Task brief: Please copy out everything in the data below, from the line containing "Question. Locate the backdrop" down to the line containing "x=410 y=223", both included. Multiply each x and y coordinate in the answers by 2.55 and round to whole numbers, halves up, while the rest of the lines stay unchanged.

Records for this task:
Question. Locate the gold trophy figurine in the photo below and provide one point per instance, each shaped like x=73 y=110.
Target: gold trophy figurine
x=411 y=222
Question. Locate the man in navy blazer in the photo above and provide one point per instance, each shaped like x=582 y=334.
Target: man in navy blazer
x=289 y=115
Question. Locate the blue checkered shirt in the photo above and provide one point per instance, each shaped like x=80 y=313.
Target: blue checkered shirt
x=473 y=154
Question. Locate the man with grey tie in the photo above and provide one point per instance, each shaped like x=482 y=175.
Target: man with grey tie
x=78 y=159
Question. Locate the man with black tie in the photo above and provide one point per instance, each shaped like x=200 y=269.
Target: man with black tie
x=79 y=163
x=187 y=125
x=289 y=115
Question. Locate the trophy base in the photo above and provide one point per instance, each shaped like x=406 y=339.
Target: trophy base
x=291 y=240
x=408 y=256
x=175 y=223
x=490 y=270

--

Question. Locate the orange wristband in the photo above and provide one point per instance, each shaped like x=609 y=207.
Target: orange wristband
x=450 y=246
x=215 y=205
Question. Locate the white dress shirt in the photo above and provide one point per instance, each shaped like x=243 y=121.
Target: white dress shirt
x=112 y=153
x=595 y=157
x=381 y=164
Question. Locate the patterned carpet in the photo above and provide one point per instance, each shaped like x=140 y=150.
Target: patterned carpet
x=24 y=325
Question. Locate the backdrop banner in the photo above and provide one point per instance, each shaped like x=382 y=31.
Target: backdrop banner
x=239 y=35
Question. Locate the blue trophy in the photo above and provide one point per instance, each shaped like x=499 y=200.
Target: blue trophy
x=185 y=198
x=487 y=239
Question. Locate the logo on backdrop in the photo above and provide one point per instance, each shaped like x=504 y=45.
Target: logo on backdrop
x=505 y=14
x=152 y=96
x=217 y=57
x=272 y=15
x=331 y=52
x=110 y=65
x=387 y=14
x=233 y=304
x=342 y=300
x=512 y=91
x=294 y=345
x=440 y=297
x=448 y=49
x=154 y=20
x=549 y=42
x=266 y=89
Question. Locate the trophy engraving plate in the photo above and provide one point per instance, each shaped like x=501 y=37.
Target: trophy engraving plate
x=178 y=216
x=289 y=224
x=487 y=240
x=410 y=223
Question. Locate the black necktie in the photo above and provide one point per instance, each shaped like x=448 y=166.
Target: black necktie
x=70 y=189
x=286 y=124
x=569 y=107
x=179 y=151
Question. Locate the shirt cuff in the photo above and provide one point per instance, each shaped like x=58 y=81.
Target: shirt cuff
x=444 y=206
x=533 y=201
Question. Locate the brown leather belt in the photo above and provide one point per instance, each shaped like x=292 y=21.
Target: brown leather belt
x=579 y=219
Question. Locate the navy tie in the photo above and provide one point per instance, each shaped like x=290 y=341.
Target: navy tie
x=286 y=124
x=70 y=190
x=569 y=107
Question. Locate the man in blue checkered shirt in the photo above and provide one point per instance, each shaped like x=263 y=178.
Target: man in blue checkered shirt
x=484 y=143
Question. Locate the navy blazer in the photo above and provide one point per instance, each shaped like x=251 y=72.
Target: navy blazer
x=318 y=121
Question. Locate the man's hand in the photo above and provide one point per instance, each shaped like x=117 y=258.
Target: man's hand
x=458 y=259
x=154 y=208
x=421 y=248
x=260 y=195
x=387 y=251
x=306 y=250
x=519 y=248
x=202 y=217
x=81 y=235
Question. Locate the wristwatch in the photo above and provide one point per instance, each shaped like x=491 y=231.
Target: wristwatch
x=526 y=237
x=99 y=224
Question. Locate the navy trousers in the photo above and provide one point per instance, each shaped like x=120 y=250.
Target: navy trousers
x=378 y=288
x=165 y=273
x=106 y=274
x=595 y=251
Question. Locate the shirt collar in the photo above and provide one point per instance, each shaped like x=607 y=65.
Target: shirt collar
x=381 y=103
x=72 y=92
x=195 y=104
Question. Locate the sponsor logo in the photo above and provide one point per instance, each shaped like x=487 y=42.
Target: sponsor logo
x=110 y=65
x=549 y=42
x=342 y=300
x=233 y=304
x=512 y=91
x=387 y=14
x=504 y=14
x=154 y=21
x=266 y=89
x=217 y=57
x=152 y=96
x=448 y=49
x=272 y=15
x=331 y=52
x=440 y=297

Finished task:
Question. Locate the backdrop banner in the photo above and provide one point per instance, each shaped like x=382 y=31.
Target: backdrop banner
x=609 y=89
Question. Locate the blue trophy in the photo above and provide one point per instance, each shaped like x=499 y=200.
Target: blue trophy
x=472 y=505
x=1242 y=609
Question. Locate the logo on backdrop in the photo above and provide one point per instance, each shaped like x=504 y=45.
Target: logo on backdrop
x=1288 y=36
x=388 y=245
x=553 y=145
x=694 y=38
x=844 y=133
x=281 y=166
x=987 y=36
x=594 y=775
x=872 y=765
x=1306 y=232
x=750 y=880
x=1122 y=757
x=1142 y=125
x=393 y=51
x=1400 y=107
x=678 y=227
Question. Locate the trophy engraving plate in the photo above and provide one point per instance, each shaped like x=501 y=37.
Target: trophy engraving plate
x=454 y=551
x=737 y=571
x=1242 y=612
x=1046 y=569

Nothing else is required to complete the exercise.